HOW TO COMPLETE THIS TASK:
Return each entry below word for word, leaving out any image.

Start of INFORMATION

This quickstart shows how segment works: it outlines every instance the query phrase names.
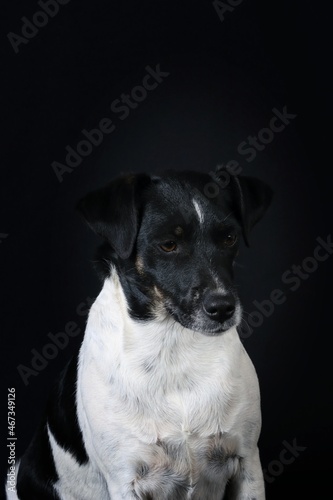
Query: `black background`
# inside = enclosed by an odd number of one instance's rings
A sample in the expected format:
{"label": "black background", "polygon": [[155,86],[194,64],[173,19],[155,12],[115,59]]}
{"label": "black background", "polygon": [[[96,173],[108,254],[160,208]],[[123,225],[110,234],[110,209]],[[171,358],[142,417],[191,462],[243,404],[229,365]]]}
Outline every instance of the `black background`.
{"label": "black background", "polygon": [[[285,441],[306,447],[267,483],[267,498],[326,498],[331,467],[331,276],[333,257],[291,291],[282,275],[313,255],[332,230],[330,65],[331,12],[310,1],[244,0],[222,22],[211,1],[79,2],[57,15],[16,54],[8,32],[21,34],[35,1],[11,1],[2,24],[3,76],[0,197],[3,438],[7,387],[17,394],[17,455],[35,429],[53,377],[82,334],[24,385],[47,334],[85,317],[76,312],[101,284],[92,261],[97,238],[75,203],[121,172],[161,168],[210,171],[237,160],[275,191],[251,247],[238,260],[247,313],[279,288],[286,300],[244,339],[258,372],[265,469]],[[110,110],[146,75],[169,76],[125,120]],[[272,109],[297,114],[252,162],[237,151],[267,127]],[[102,118],[116,125],[63,181],[67,145]],[[8,235],[5,237],[5,235]],[[246,317],[246,314],[245,314]],[[5,440],[2,449],[6,450]],[[290,455],[287,455],[288,458]],[[5,474],[6,452],[2,454]],[[279,468],[279,465],[276,465]],[[271,465],[271,470],[274,466]],[[270,474],[271,477],[273,477]]]}

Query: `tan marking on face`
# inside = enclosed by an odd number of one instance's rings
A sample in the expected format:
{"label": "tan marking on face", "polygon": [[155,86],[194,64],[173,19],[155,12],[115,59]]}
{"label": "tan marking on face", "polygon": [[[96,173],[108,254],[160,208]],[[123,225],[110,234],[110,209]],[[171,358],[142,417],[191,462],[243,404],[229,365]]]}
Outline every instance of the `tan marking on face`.
{"label": "tan marking on face", "polygon": [[135,267],[140,274],[144,274],[144,265],[143,265],[143,260],[140,257],[140,255],[137,256],[136,261],[135,261]]}
{"label": "tan marking on face", "polygon": [[183,234],[184,230],[182,227],[180,226],[177,226],[176,229],[175,229],[175,235],[177,236],[181,236]]}
{"label": "tan marking on face", "polygon": [[157,299],[159,299],[159,300],[163,300],[164,299],[163,293],[161,292],[161,290],[159,288],[157,288],[156,285],[154,285],[154,293],[155,293],[155,296],[156,296]]}

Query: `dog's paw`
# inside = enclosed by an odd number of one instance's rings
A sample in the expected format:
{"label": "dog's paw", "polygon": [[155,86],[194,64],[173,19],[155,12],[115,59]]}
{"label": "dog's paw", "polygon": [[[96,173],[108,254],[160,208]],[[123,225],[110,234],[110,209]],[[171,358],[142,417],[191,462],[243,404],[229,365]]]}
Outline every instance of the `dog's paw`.
{"label": "dog's paw", "polygon": [[133,493],[140,500],[185,500],[191,490],[188,480],[168,466],[149,467],[141,463],[137,467],[136,477],[132,482]]}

End of INFORMATION

WRITTEN RESPONSE:
This quickstart shows how segment works: it outlines every instance the query phrase names.
Query: `black background`
# inside = enclosed by an odd number of one instance's rings
A sample in the expected format:
{"label": "black background", "polygon": [[155,86],[194,64],[173,19],[155,12],[115,59]]}
{"label": "black background", "polygon": [[[96,173],[108,254],[160,208]],[[123,225],[110,234],[110,209]],[[171,358],[142,417],[191,462],[243,404],[229,365]]]}
Outline every instance of the `black background`.
{"label": "black background", "polygon": [[[285,441],[306,447],[267,483],[267,498],[326,498],[331,467],[331,276],[333,257],[291,291],[282,275],[313,255],[332,230],[330,65],[331,12],[310,1],[244,0],[222,22],[211,1],[79,2],[57,15],[16,54],[8,32],[21,34],[35,1],[11,1],[2,24],[3,76],[0,197],[3,438],[7,387],[17,394],[17,455],[35,429],[53,377],[82,334],[24,385],[47,334],[85,317],[76,312],[101,284],[92,261],[97,238],[75,203],[121,172],[161,168],[210,171],[237,160],[275,191],[251,247],[238,260],[247,313],[279,288],[286,300],[244,339],[258,372],[265,469]],[[110,110],[146,75],[169,76],[125,120]],[[272,109],[297,114],[252,162],[237,151],[267,127]],[[102,118],[116,125],[63,181],[67,145]],[[8,235],[5,237],[5,235]],[[246,317],[246,314],[245,314]],[[5,440],[2,449],[6,450]],[[290,455],[287,455],[288,458]],[[5,474],[6,452],[2,454]],[[279,468],[279,465],[276,465]],[[271,465],[271,470],[274,466]],[[270,474],[271,477],[273,477]]]}

Query: `tan marking on face`
# inside = enclosed by an odd number of one instance's rings
A sample in the expected format:
{"label": "tan marking on face", "polygon": [[155,86],[194,64],[173,19],[155,12],[115,59]]}
{"label": "tan marking on face", "polygon": [[[96,173],[108,254],[160,208]],[[123,225],[110,234],[110,209]],[[171,358],[142,417],[191,462],[243,404],[229,365]]]}
Outline every instance of the `tan marking on face`.
{"label": "tan marking on face", "polygon": [[135,267],[140,274],[144,274],[144,265],[143,265],[143,260],[140,257],[140,255],[137,256],[136,261],[135,261]]}
{"label": "tan marking on face", "polygon": [[183,234],[184,230],[182,227],[180,226],[177,226],[176,229],[175,229],[175,235],[177,236],[181,236]]}
{"label": "tan marking on face", "polygon": [[157,299],[159,299],[159,300],[163,300],[164,299],[163,293],[161,292],[161,290],[159,288],[157,288],[156,285],[154,285],[154,293],[155,293],[155,296],[156,296]]}

Query: `dog's paw`
# inside = enclosed by an odd number of one instance's rings
A sample in the expected format:
{"label": "dog's paw", "polygon": [[155,86],[194,64],[173,19],[155,12],[115,59]]}
{"label": "dog's paw", "polygon": [[[96,173],[108,254],[160,208]],[[123,225],[110,234],[110,209]],[[171,358],[142,417],[191,462],[243,404],[229,365]]]}
Outline every instance of the `dog's paw`.
{"label": "dog's paw", "polygon": [[133,493],[140,500],[185,500],[191,490],[188,480],[168,466],[149,467],[141,463],[137,467],[136,477],[132,482]]}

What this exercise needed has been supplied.